> [ACTIVITY]
The data beneath this task is to be duplicated exactly, in its entirety.

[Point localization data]
####################

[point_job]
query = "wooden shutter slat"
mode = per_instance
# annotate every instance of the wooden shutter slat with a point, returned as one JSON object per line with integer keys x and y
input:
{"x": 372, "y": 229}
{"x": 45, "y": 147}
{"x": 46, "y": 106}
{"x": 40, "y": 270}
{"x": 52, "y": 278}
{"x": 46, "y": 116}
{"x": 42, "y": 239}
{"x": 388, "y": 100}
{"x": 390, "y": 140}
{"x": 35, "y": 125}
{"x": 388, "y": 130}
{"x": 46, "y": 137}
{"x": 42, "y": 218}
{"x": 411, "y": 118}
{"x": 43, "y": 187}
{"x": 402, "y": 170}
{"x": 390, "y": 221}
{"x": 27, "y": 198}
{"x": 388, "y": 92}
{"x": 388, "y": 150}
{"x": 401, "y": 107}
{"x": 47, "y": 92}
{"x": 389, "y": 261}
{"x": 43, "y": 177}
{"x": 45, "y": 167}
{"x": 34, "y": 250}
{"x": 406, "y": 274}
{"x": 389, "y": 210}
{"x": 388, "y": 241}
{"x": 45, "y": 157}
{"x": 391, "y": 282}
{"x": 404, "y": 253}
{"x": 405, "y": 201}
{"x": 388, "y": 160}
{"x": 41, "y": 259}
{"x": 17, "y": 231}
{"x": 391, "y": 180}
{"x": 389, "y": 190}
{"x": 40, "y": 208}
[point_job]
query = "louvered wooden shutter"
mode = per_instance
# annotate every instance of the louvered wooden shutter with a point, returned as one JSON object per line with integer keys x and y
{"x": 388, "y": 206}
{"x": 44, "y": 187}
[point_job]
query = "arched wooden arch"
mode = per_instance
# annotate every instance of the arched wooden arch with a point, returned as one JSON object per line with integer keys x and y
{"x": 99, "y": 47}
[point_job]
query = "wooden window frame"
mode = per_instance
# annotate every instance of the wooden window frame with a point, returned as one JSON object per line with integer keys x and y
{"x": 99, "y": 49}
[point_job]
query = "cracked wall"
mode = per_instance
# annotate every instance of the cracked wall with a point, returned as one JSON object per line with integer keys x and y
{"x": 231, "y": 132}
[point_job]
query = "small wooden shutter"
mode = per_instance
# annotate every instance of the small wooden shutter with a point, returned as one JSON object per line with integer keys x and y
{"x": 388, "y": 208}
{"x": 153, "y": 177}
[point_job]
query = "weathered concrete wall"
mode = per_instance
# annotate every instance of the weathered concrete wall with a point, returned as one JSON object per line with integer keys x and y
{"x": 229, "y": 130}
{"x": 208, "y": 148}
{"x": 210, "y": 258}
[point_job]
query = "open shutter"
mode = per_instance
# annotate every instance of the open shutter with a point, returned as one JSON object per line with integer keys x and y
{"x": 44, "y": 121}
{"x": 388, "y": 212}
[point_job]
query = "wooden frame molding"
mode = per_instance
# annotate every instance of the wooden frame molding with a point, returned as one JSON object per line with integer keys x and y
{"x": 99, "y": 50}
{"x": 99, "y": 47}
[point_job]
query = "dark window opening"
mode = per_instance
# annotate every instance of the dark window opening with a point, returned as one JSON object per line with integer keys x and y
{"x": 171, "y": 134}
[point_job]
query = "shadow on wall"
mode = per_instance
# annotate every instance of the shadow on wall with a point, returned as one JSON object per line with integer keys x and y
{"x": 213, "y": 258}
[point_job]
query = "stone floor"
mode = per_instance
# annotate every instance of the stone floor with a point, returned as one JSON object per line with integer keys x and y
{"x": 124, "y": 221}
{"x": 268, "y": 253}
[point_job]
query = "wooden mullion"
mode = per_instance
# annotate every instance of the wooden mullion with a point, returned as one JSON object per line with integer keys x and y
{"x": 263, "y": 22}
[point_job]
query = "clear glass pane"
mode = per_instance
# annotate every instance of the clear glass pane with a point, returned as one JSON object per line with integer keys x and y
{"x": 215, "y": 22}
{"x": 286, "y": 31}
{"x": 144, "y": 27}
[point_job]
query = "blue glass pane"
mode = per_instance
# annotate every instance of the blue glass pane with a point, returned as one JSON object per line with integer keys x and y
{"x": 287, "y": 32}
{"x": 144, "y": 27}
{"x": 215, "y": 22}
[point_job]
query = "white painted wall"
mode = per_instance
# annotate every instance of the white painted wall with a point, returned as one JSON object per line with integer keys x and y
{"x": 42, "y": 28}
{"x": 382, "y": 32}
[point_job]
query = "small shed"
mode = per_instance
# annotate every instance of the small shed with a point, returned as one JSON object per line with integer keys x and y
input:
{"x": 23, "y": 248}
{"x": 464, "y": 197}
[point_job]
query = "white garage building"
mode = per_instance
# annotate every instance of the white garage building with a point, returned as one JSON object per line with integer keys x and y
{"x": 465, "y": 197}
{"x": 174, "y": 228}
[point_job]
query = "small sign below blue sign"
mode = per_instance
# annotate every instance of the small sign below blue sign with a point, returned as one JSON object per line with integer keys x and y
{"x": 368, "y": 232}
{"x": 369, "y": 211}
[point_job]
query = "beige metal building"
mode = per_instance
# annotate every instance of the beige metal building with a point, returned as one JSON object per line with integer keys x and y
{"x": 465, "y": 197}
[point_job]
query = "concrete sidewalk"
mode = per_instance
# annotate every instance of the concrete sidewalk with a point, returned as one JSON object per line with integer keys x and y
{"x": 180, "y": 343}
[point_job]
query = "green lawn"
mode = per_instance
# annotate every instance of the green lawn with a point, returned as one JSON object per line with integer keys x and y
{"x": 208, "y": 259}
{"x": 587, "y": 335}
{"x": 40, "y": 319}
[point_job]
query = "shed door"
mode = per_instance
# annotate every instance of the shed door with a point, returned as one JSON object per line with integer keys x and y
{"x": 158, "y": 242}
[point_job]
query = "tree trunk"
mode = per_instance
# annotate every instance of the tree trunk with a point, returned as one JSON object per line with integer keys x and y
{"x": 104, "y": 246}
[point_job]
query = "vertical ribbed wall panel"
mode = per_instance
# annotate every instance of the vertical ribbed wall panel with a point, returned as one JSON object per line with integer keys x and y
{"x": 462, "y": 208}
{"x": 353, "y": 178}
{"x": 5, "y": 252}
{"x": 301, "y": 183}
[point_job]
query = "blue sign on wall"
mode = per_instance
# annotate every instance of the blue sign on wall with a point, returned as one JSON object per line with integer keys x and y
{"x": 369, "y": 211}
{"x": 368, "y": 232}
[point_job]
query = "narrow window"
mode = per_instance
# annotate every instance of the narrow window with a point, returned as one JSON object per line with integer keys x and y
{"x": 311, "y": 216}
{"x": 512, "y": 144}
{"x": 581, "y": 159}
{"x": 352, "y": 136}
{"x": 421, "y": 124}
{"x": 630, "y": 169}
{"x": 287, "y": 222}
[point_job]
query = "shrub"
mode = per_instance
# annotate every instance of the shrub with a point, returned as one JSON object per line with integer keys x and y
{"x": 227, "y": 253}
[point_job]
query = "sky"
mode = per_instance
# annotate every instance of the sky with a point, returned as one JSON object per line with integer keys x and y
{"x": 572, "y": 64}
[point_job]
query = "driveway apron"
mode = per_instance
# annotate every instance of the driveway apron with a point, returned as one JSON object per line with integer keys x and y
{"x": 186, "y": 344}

####################

> [RESULT FOR THIS TASK]
[point_job]
query = "wooden shutter slat"
mode = per_instance
# annotate every instance of the wooden shutter slat with a point, returned as one JSON object per line with integer keys x and y
input:
{"x": 372, "y": 229}
{"x": 45, "y": 147}
{"x": 46, "y": 106}
{"x": 40, "y": 270}
{"x": 52, "y": 278}
{"x": 46, "y": 116}
{"x": 42, "y": 239}
{"x": 388, "y": 100}
{"x": 390, "y": 140}
{"x": 35, "y": 125}
{"x": 388, "y": 130}
{"x": 46, "y": 137}
{"x": 42, "y": 218}
{"x": 411, "y": 118}
{"x": 43, "y": 187}
{"x": 402, "y": 170}
{"x": 390, "y": 221}
{"x": 27, "y": 198}
{"x": 388, "y": 92}
{"x": 388, "y": 150}
{"x": 401, "y": 107}
{"x": 47, "y": 92}
{"x": 389, "y": 261}
{"x": 43, "y": 177}
{"x": 45, "y": 167}
{"x": 34, "y": 250}
{"x": 406, "y": 274}
{"x": 389, "y": 210}
{"x": 388, "y": 241}
{"x": 45, "y": 157}
{"x": 391, "y": 282}
{"x": 404, "y": 253}
{"x": 405, "y": 201}
{"x": 388, "y": 160}
{"x": 41, "y": 259}
{"x": 17, "y": 231}
{"x": 391, "y": 180}
{"x": 389, "y": 190}
{"x": 40, "y": 208}
[point_job]
query = "louvered wooden shutter"
mode = per_instance
# annotate every instance of the louvered wooden shutter with a point, returned as one JSON object per line with integer keys x and y
{"x": 388, "y": 206}
{"x": 44, "y": 187}
[point_job]
query = "arched wooden arch"
mode = per_instance
# annotate every instance of the arched wooden arch with a point, returned as one JSON object per line with integer keys x and y
{"x": 99, "y": 47}
[point_job]
query = "wooden window frame"
mode = per_instance
# annotate every instance of the wooden window frame with a point, returned as one JSON object per line with integer keys x and y
{"x": 99, "y": 49}
[point_job]
query = "cracked wall"
mode = per_instance
# annotate every instance of the cracked wall with a point, returned as one JSON object per line with integer keys x and y
{"x": 231, "y": 132}
[point_job]
query = "small wooden shutter"
mode = per_instance
# annotate every instance of the small wooden shutter with a point, returned as one JSON object per line with integer keys x and y
{"x": 388, "y": 208}
{"x": 153, "y": 177}
[point_job]
query = "weathered concrete wall"
mode = per_instance
# annotate every instance of the weathered concrete wall with a point, returned as one JSON object per line with integer keys x and y
{"x": 229, "y": 130}
{"x": 208, "y": 148}
{"x": 210, "y": 258}
[point_job]
query = "open shutter"
mode = per_instance
# annotate every instance of the open shutter with a point, returned as one JSON object per line with integer keys x and y
{"x": 44, "y": 121}
{"x": 388, "y": 212}
[point_job]
query = "wooden frame molding"
mode = per_instance
# annotate every instance of the wooden frame molding with a point, returned as one JSON object per line with integer keys x and y
{"x": 99, "y": 50}
{"x": 99, "y": 47}
[point_job]
query = "dark window opening"
mode = per_instance
# annotate every instance of the dark window opening with a point, returned as one JSON object per line with integer keys x and y
{"x": 171, "y": 134}
[point_job]
query = "shadow on wall"
mode = per_instance
# annotate every instance of the shadow on wall with a point, returned as one JSON object per line with integer keys x and y
{"x": 213, "y": 258}
[point_job]
query = "stone floor"
mode = per_instance
# annotate every instance of the stone floor with a point, returned as one JSON object per line with integer keys x and y
{"x": 124, "y": 221}
{"x": 268, "y": 253}
[point_job]
query = "wooden mullion"
mode = per_instance
# annotate every instance of the wooden mullion with a point, returned as one JSON object per line with integer keys x and y
{"x": 263, "y": 22}
[point_job]
query = "clear glass pane"
mode = per_instance
# annotate every instance of the clear glass pane with a point, returned as one JSON object per line with integer keys x and y
{"x": 215, "y": 22}
{"x": 286, "y": 31}
{"x": 144, "y": 27}
[point_job]
query = "blue glass pane"
mode = per_instance
# annotate every instance of the blue glass pane with a point, returned as one JSON object per line with integer keys x and y
{"x": 287, "y": 32}
{"x": 144, "y": 27}
{"x": 215, "y": 22}
[point_job]
query = "white painted wall"
mode = per_instance
# annotate every instance of the white painted wall with a point, returned as one JSON object per line with integer keys x and y
{"x": 42, "y": 28}
{"x": 382, "y": 32}
[point_job]
query = "small shed"
mode = per_instance
# annotate every instance of the small shed with a point, returned as one JSON object per line with integer keys x and y
input:
{"x": 23, "y": 248}
{"x": 464, "y": 197}
[point_job]
query = "white garage building"
mode = per_instance
# annotate every instance of the white garage building with a point, returned as one JSON object per line with integer keys x and y
{"x": 465, "y": 197}
{"x": 174, "y": 228}
[point_job]
query = "small sign below blue sign"
mode = per_instance
# annotate every instance of the small sign below blue sign with a point, returned as one JSON object per line with integer keys x and y
{"x": 368, "y": 232}
{"x": 369, "y": 211}
[point_job]
query = "beige metal building"
mode = per_instance
# annotate every instance of the beige metal building with a point, returned as one JSON object per line with integer keys x and y
{"x": 465, "y": 197}
[point_job]
query = "concrete sidewalk"
mode = per_instance
# annotate every instance of the concrete sidewalk with a point, returned as one JSON object per line with integer keys x and y
{"x": 180, "y": 343}
[point_job]
query = "green lawn"
mode = per_instance
# annotate every instance of the green lawn with a point, returned as one JSON object per line with integer keys x and y
{"x": 208, "y": 259}
{"x": 587, "y": 335}
{"x": 40, "y": 319}
[point_job]
query = "shed door"
mode = per_instance
# annotate every instance of the shed door with a point, returned as one JSON object per line with integer keys x and y
{"x": 158, "y": 242}
[point_job]
query = "tree trunk"
mode = per_instance
# annotate every instance of the tree trunk with a point, returned as one JSON object per line with integer keys x and y
{"x": 104, "y": 246}
[point_job]
query = "vertical ribbed wall panel"
mode = per_instance
# annotate every instance of the vertical ribbed wall panel with a point, returned as one JSON object per line with integer keys x and y
{"x": 462, "y": 208}
{"x": 353, "y": 178}
{"x": 5, "y": 252}
{"x": 301, "y": 183}
[point_job]
query = "blue sign on wall"
mode = per_instance
# annotate every instance of the blue sign on wall with a point, returned as one JSON object per line with integer keys x and y
{"x": 369, "y": 211}
{"x": 368, "y": 232}
[point_job]
query = "narrow window"
mode = per_instance
# annotate every instance of the narrow window with a point, returned as one JSON object per line with integer keys x and y
{"x": 311, "y": 216}
{"x": 512, "y": 144}
{"x": 581, "y": 159}
{"x": 352, "y": 136}
{"x": 421, "y": 124}
{"x": 630, "y": 169}
{"x": 287, "y": 222}
[point_job]
query = "shrub"
mode = per_instance
# annotate every instance of the shrub with a point, returned as one JSON object per line with integer keys x and y
{"x": 227, "y": 253}
[point_job]
query = "sky"
mode = per_instance
# annotate every instance of the sky with a point, returned as one JSON object per line with integer keys x and y
{"x": 572, "y": 64}
[point_job]
query = "driveway apron"
mode = per_instance
# annotate every instance of the driveway apron with a point, returned as one JSON object per line with integer keys x and y
{"x": 186, "y": 344}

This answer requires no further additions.